**** Source excerpt

Skweee is a musical style, with origin in Sweden and Finland. Skweee combines simple synth/chiptune leads and basslines with funk, R&B or soul-like rhythms, overall rendering a stripped-down funky sound. The tracks are predominantly instrumental, though there are exceptions.

Origins
The name "skweee" was coined by Daniel Savio, one of the originators of the emerging sound. The name refers to the use of analog synthesizers in the production process, where the aim is to "squeeze out" the most interesting sounds possible.
 
Producers can vary from high-profile to new talent from the Scandinavian electronica environment.

Recognition
Skweeelicious, a blog dedicated to skweee, and community sites such as Myspace and Nation of Skweee have played a major role in the distribution of skweee music and public exposure of the genre.

The major outlets of skweee music are the Swedish record label Flogsta Danshall and Finnish record label Harmönia. Norwegian Dødpop, Canadian Ancient Robot, US Losonofono, US Titched, US Poisonous Gases, Spanish Lo Fi Funk, Finnish Mässy, and French Mazout have since been added to this family. The preferred media format of skweee enthusiasts is the 7" vinyl record. Early releases were exclusively released in this format. More recently, however, a series of 12" vinyl records, digital releases and CD compilations have been released through these outlets as well.

********

#### Exercises:
a. List every release format for skweee music that the skweee article mentions.
b. From the skweee article, return the passage starting with "Recognition" and going on through "of the genre.".
c. Write the next part of the skweee article, picking up after its last sentence.

**** Given entries

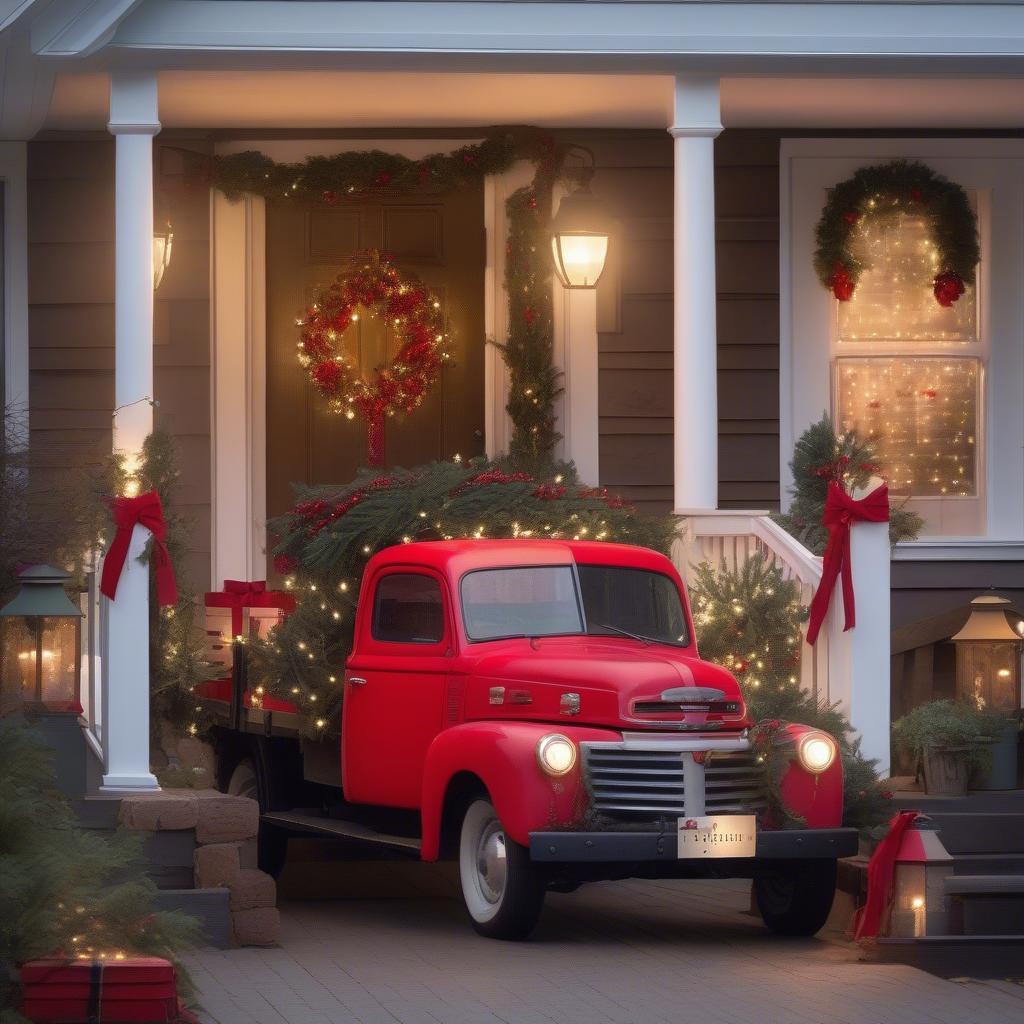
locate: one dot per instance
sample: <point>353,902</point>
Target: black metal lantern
<point>988,655</point>
<point>581,230</point>
<point>40,642</point>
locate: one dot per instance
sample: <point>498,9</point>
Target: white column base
<point>127,677</point>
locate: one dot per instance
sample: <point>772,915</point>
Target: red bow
<point>144,511</point>
<point>841,512</point>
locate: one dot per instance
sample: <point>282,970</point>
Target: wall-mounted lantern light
<point>988,655</point>
<point>40,640</point>
<point>162,239</point>
<point>581,228</point>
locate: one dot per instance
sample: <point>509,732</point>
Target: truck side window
<point>408,608</point>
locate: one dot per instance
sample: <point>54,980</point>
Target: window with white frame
<point>908,372</point>
<point>942,387</point>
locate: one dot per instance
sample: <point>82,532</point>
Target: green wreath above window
<point>885,189</point>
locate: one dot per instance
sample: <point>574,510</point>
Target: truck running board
<point>313,823</point>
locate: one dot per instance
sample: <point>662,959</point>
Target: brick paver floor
<point>386,943</point>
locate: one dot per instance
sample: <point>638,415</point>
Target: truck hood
<point>615,682</point>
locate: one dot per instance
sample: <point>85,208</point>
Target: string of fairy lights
<point>924,409</point>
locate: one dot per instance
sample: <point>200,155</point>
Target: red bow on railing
<point>841,512</point>
<point>143,511</point>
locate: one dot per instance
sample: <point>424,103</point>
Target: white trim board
<point>15,283</point>
<point>995,169</point>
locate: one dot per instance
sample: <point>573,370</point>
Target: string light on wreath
<point>889,190</point>
<point>375,290</point>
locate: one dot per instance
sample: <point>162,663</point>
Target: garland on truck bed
<point>327,539</point>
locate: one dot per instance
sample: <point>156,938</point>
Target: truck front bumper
<point>633,847</point>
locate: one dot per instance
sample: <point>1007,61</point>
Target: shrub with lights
<point>749,621</point>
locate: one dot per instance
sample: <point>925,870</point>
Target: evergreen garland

********

#### Task answers:
a.
7" vinyl record
12" vinyl records
digital releases
CD compilations

b.
Recognition
Skweeelicious, a blog dedicated to skweee, and community sites such as Myspace and Nation of Skweee have played a major role in the distribution of skweee music and public exposure of the genre.

c.
The increasing notability of the skweee genre has resulted in releases such as the Eero Johannes album on Planet Mu and the Skweee Tooth compilation on Ramp Recordings.

Skweee and dubstep
During late 2008 and early 2009, skweee started to influence the sound of dubstep. A thread started on the dubstepforum made the scene aware of skweee. Producers such as Rusko, Gemmy, Joker, Zomby, Rustie, among others, have given their take on the sound, resulting in several releases on the boundary between skweee and dubstep.

References

External links
 Interview with skweee pioneer Pavan
 John McDonnell's (The Guardian UK) blog article about skweee
 Article in Spin magazine (April 2009) as a PDF file
 Article in Clash magazine
 Article in The Wire
 Podcast featuring live recording of Harmönia vs Flogsta battle at the Norberg Festival 2009 and an interview with most of the main artists of these labels

2000s in music
21st-century music genres
Chiptune
Funk genres
Electro (music)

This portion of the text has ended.